→ **TAREFAS DO EXERCÍCIO**:
(1) De acordo com o trecho selecionado, por que os agentes públicos precisam manter a racionalidade?
(2) Transcreva a parte do trecho selecionado que começa em "É muito difícil" e segue até "lição para SC.".

→ **TRECHO SELECIONADO**:
※
É muito difícil para vítimas da violência, como passageiros de ônibus
incendiados, agirem com racionalidade. Qualquer um numa situação dessas,
em defesa da vida, abandonaria obviamente o discurso e partiria para a
defesa, inclusive com igual ou maior força. É por isso que os agentes
públicos, representantes do Estado, precisam manter a racionalidade,
pois para isso são legitimamente constituídos. É só a partir dessa
racionalidade que é possível ter uma discussão baseada na ética e
alteridade. Assim, trago algumas considerações a respeito da violência
que vivenciamos, utilizando-me de estudos já feitos sobre o PCC em SP e
que, penso, podem servir de lição para SC.
※
→ **MATERIAL DO EXERCÍCIO**:
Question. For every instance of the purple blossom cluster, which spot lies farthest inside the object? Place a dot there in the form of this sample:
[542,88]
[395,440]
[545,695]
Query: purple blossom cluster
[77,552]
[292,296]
※
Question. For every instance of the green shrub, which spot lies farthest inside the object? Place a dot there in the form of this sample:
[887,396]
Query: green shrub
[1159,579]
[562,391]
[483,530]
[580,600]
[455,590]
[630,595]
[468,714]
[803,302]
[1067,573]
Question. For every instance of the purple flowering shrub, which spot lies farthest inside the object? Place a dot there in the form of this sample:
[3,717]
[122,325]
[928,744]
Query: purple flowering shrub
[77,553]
※
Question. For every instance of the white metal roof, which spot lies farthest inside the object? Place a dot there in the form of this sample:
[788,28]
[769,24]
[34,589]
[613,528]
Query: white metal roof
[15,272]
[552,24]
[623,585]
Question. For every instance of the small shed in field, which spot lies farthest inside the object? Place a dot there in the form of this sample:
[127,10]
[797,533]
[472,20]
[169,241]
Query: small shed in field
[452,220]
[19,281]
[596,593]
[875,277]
※
→ **GABARITO**:
(1) Porque são legitimamente constituídos para isso.

(2)
É muito difícil para vítimas da violência, como passageiros de ônibus
incendiados, agirem com racionalidade. Qualquer um numa situação dessas,
em defesa da vida, abandonaria obviamente o discurso e partiria para a
defesa, inclusive com igual ou maior força. É por isso que os agentes
públicos, representantes do Estado, precisam manter a racionalidade,
pois para isso são legitimamente constituídos. É só a partir dessa
racionalidade que é possível ter uma discussão baseada na ética e
alteridade. Assim, trago algumas considerações a respeito da violência
que vivenciamos, utilizando-me de estudos já feitos sobre o PCC em SP e
que, penso, podem servir de lição para SC.